GIVEN TASK. Below are records; reproduce exactly the lines from the one containing "the onion layer" through the end, both included, and only those.

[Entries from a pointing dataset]
──────────
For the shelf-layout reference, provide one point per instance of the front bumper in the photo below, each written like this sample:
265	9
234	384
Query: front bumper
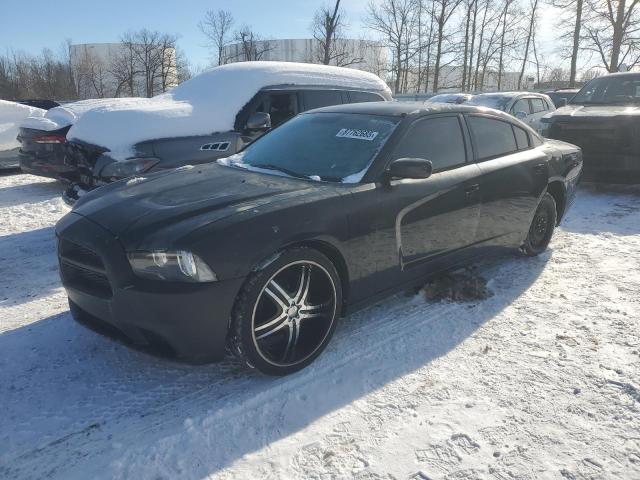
186	321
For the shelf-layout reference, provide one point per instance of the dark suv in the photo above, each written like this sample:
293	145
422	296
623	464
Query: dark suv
603	118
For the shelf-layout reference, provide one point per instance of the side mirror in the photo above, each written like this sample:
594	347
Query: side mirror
259	121
410	168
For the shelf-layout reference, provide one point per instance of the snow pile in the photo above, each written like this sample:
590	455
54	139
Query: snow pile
11	114
68	114
205	104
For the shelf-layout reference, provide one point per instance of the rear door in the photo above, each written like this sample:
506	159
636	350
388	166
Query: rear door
514	174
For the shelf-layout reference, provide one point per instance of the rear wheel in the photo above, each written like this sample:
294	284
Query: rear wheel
286	313
542	227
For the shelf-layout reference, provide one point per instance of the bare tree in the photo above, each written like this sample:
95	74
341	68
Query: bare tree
252	46
395	21
612	28
216	26
529	35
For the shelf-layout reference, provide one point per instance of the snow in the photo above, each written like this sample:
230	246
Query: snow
69	113
206	104
11	114
540	381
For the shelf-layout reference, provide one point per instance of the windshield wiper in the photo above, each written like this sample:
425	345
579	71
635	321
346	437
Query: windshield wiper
278	168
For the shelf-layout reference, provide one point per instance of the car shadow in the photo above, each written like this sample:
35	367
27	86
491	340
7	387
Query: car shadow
78	405
605	208
24	253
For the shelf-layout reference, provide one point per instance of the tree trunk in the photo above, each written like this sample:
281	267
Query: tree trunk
576	44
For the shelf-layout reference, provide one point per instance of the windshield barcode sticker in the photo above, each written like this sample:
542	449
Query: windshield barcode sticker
357	134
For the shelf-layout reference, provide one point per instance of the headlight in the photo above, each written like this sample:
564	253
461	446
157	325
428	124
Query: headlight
180	266
128	168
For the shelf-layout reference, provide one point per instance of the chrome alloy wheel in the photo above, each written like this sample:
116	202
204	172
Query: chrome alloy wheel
294	313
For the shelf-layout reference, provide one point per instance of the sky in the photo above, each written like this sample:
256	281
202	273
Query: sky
30	25
91	21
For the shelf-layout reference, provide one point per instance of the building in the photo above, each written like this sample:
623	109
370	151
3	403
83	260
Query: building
360	54
116	69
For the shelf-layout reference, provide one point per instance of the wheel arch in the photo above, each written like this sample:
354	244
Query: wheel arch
335	256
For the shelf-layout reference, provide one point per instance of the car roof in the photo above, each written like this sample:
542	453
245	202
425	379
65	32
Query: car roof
510	94
406	109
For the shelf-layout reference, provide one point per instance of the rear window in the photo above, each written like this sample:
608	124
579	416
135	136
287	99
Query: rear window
321	98
522	138
361	97
492	138
538	105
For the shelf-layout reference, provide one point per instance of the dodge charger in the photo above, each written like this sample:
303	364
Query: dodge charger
261	253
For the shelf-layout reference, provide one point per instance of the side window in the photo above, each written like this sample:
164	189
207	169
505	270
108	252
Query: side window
522	138
538	105
279	105
521	105
321	98
437	139
361	97
491	137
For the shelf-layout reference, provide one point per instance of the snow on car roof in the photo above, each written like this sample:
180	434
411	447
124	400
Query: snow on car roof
11	114
69	113
205	104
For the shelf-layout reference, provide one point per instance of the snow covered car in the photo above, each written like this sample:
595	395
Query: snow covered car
264	250
11	114
43	139
457	98
208	117
529	107
603	118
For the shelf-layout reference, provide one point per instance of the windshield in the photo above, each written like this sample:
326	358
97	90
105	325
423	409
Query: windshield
499	102
615	89
332	147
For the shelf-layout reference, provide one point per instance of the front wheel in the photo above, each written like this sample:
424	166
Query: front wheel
286	313
542	227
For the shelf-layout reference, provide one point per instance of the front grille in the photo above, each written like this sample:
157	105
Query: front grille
83	269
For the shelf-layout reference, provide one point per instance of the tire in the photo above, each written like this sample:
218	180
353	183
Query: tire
286	313
542	227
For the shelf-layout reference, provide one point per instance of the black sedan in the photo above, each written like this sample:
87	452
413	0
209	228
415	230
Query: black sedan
334	209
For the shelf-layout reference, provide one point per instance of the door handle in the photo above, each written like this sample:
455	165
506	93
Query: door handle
471	189
540	168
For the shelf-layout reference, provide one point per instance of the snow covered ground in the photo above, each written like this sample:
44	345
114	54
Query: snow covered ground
540	381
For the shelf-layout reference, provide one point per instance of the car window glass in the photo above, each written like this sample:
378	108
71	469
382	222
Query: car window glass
361	97
280	106
538	105
321	98
437	139
522	139
491	137
521	105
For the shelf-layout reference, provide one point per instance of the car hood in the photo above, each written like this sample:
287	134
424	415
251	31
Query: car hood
138	206
596	111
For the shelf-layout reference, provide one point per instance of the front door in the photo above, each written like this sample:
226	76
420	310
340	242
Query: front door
409	223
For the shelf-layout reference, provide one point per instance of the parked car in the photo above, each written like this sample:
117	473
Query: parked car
529	107
337	207
44	104
11	114
43	139
561	96
603	118
457	98
208	117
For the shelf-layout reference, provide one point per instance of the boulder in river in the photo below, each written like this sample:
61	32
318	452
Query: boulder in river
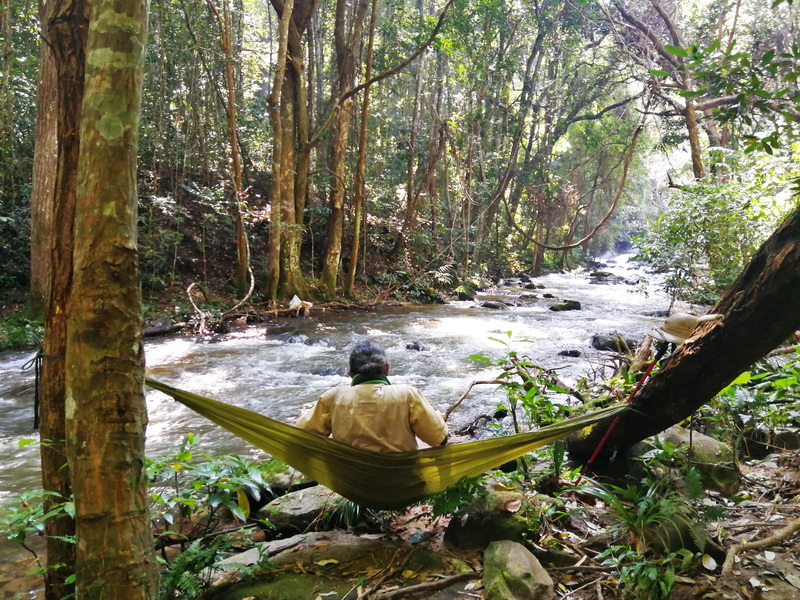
327	371
566	305
418	346
511	572
494	305
613	342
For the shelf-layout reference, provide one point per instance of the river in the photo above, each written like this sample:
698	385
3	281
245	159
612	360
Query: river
257	369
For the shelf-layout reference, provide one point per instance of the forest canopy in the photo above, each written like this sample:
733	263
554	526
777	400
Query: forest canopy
445	142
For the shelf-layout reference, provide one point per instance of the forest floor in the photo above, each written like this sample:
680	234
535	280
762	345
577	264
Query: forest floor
768	501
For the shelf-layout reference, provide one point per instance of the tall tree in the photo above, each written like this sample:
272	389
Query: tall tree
347	35
65	30
361	162
106	412
295	153
225	25
44	169
759	312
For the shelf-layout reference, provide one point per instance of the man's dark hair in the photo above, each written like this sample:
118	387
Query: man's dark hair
368	359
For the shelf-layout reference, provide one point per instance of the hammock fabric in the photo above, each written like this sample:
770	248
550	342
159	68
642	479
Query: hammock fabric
372	479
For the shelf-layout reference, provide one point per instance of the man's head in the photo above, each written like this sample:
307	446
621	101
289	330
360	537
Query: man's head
368	359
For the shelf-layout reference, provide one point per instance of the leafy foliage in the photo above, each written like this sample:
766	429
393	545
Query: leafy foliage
458	496
714	226
190	574
190	489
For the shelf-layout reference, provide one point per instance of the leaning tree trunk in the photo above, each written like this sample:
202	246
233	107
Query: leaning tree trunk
105	408
760	311
45	163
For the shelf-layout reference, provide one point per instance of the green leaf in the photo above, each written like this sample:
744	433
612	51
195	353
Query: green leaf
742	379
676	50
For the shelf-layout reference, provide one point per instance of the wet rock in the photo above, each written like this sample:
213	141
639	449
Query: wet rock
297	338
613	342
713	459
327	372
302	338
310	565
494	305
492	520
297	511
511	572
418	346
566	305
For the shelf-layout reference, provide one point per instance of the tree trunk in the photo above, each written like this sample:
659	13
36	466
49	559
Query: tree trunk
295	152
760	312
359	187
45	162
106	412
349	25
66	30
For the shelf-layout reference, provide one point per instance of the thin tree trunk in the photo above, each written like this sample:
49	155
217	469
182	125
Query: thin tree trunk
348	44
278	172
45	162
242	253
106	411
358	193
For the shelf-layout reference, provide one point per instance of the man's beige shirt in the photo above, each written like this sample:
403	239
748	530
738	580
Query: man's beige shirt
377	417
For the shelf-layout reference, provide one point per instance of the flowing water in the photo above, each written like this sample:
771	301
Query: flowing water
257	369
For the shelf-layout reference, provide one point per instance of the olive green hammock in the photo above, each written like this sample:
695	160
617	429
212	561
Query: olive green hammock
374	479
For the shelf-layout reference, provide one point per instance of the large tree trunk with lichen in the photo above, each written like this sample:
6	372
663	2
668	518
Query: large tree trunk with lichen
760	311
65	25
105	408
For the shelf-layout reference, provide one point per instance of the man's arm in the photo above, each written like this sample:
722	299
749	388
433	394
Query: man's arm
316	419
426	422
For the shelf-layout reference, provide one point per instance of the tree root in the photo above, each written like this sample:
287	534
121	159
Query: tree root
428	586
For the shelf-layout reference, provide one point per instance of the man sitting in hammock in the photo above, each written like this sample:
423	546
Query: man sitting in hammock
373	414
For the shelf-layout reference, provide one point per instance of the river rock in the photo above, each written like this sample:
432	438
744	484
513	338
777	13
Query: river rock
613	342
511	572
494	305
297	338
325	564
566	305
418	346
713	459
503	515
296	511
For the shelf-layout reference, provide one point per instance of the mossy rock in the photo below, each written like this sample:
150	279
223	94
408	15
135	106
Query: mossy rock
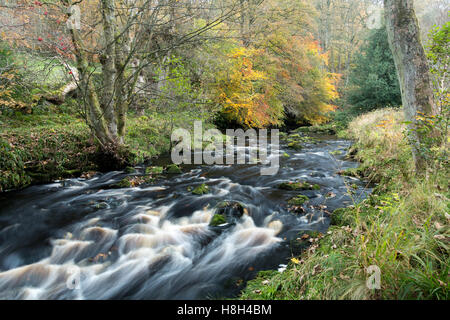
217	220
124	183
295	145
298	200
339	217
173	169
130	170
298	185
294	136
154	170
233	209
201	190
336	152
351	172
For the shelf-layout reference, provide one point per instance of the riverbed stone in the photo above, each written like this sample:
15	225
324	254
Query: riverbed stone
298	200
173	169
201	190
298	185
217	220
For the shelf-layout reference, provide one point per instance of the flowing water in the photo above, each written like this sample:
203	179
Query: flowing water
81	239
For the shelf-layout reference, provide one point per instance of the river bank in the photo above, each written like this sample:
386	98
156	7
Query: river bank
163	239
54	144
401	230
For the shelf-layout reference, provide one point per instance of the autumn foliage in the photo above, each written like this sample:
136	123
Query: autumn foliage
258	87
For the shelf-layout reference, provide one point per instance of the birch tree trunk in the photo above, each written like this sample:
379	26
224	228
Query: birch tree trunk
412	69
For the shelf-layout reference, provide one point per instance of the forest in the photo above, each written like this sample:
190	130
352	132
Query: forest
93	207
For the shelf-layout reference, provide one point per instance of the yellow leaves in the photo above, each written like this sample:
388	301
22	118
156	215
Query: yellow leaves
241	92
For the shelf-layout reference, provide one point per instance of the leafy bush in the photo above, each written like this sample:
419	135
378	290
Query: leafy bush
373	81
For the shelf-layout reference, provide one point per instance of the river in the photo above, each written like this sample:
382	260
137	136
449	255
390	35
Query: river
81	239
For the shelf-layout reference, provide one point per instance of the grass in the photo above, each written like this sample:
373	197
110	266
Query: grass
54	143
402	229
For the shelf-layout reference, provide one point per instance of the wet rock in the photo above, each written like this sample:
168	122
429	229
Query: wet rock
88	174
336	152
201	190
132	181
298	200
298	185
218	220
101	205
130	170
295	145
231	208
124	183
154	170
173	169
339	217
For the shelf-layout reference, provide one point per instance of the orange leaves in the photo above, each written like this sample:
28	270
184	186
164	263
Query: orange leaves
241	90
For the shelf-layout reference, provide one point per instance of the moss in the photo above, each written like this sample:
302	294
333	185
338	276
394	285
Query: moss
336	152
173	169
298	200
154	170
217	220
201	189
295	145
124	183
339	217
399	228
130	170
297	185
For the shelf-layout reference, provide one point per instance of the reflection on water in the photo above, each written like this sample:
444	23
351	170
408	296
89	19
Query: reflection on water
79	239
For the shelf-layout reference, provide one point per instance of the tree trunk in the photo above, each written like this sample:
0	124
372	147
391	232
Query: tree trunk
412	69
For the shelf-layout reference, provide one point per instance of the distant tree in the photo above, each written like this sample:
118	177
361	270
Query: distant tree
374	82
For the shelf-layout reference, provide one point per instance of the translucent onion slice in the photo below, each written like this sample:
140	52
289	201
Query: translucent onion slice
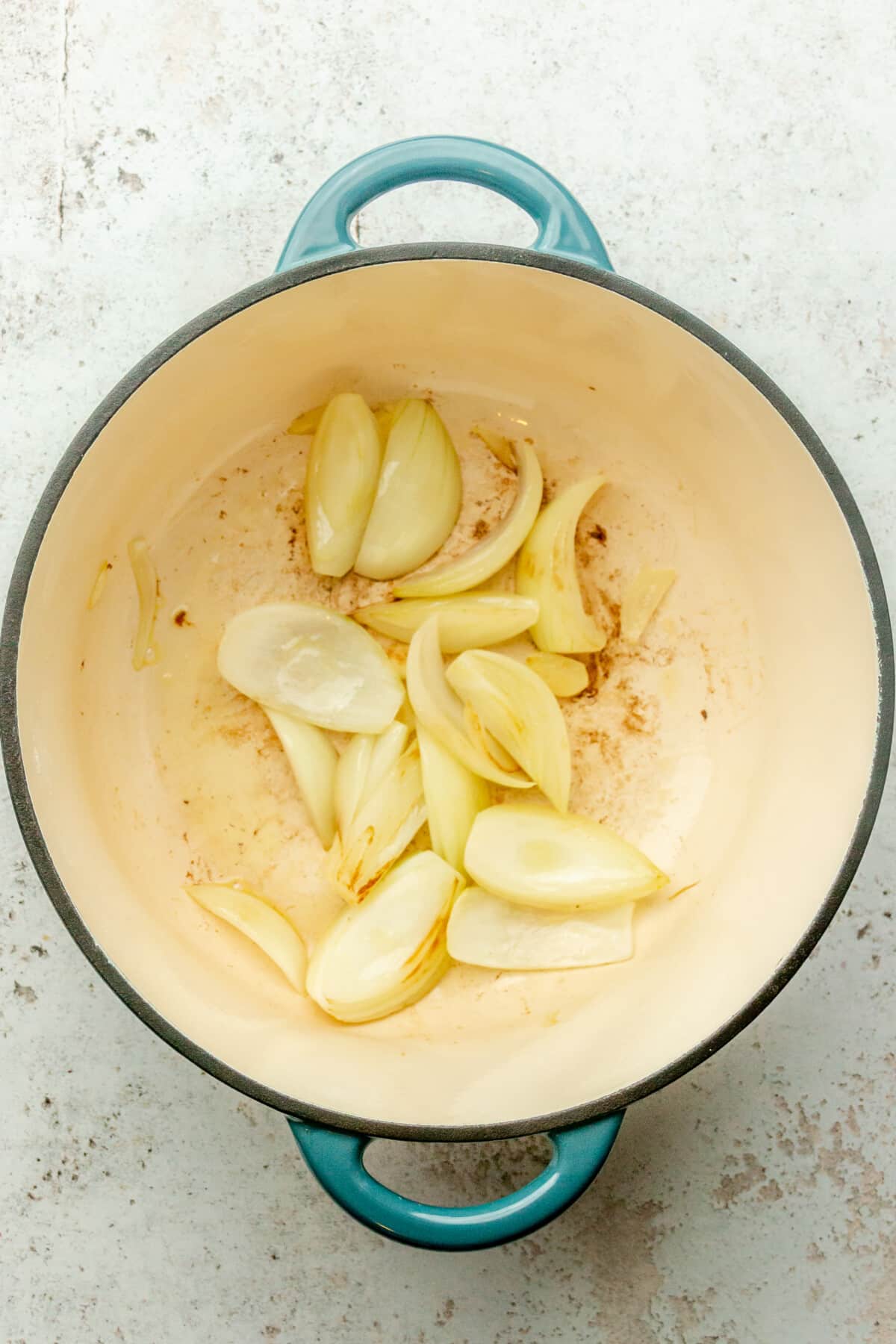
381	830
308	421
484	930
564	676
418	497
351	777
535	856
147	582
481	737
388	952
311	663
440	710
641	600
520	712
547	571
312	759
499	444
469	621
494	551
340	485
99	585
361	769
257	920
453	799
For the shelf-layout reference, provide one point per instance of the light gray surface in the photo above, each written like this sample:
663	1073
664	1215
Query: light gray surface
739	159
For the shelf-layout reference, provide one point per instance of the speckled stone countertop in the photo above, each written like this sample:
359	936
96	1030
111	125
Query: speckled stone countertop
736	158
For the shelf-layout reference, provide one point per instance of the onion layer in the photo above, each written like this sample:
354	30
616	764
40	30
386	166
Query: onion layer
520	712
535	856
258	921
494	551
314	665
388	952
440	710
340	485
453	799
469	621
312	759
484	930
418	497
641	600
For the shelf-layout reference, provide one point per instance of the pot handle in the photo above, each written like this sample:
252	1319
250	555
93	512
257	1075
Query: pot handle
323	228
336	1159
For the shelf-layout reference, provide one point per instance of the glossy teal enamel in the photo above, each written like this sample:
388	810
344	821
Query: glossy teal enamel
336	1159
323	228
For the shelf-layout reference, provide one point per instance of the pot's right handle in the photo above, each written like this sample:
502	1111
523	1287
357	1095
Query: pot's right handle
323	228
336	1157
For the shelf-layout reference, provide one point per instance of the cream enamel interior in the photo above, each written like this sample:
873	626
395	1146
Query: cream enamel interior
143	780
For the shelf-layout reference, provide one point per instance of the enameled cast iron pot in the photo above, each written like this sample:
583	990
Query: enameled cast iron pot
744	749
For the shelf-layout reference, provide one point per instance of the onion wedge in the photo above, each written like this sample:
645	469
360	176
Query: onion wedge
641	600
484	930
340	484
547	571
520	712
388	952
440	710
497	444
418	497
535	856
467	621
258	921
312	759
308	421
494	551
453	799
314	665
564	676
382	828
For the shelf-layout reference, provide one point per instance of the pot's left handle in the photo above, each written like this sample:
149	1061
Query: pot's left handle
336	1159
323	228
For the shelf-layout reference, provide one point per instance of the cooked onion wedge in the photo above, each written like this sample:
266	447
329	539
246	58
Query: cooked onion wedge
564	676
547	571
312	759
453	799
388	952
340	485
535	856
482	738
484	930
361	766
520	712
418	497
311	663
381	831
494	551
469	621
351	777
641	600
257	920
440	710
──────────
FULL SOLUTION.
For the shelf-layout reference, provide one point per instance of the onion layer in the photo above, each written like this sample:
354	30
616	764
40	30
386	166
Query: onion layer
520	712
535	856
258	921
494	551
314	665
388	952
440	710
340	485
453	799
469	621
312	759
484	930
418	497
641	600
For the shelf-layout reference, provide one point per instance of the pot handle in the photo above, each written like this sample:
252	1319
250	555
93	512
257	1075
Query: pot handle
323	228
336	1159
For the shelf-layout reference, provide one point per instance of the glossy teal enamel in the photo above, each written like this sample:
388	810
344	821
Query: glossy teal enamel
336	1159
323	228
For the shelf-layout reference, provide one point per instance of the pot's right handle in the photo above, each written like this sample:
502	1111
523	1287
357	1095
Query: pot's right handle
323	228
336	1157
For the shelf-layout reference, provide one point per instance of the cream enamel interior in the photo above, each written like this sample:
873	626
395	1146
Query: cream enamel interior
143	780
For the shelf-layout reference, provide one point per instance of the enameled cast iron pot in the photo above, each written like this sample:
583	990
Query: enameled cast iron pot
744	749
For the shelf-layout reference, provide one point per instance of the onion wedge in the photo above, each written like this sample:
645	469
360	176
Query: onion wedge
641	600
484	930
340	484
547	571
520	712
388	952
440	710
497	444
418	497
535	856
467	621
258	921
312	759
308	421
494	551
453	799
314	665
564	676
382	828
For the shelf-layout reference, provide one point per instance of the pot's left handle in the photo above, each written like this sample:
149	1061
Query: pot's left handle
336	1159
323	228
For the shelf-layout reference, provide one point per instance of the cooked onion wedge in the photo above, each written like this sample:
266	447
329	539
246	58
Query: cooked onion wedge
564	676
547	571
312	759
453	799
388	952
340	485
535	856
482	738
484	930
361	766
520	712
418	497
311	663
381	831
494	551
469	621
351	777
641	600
257	920
440	710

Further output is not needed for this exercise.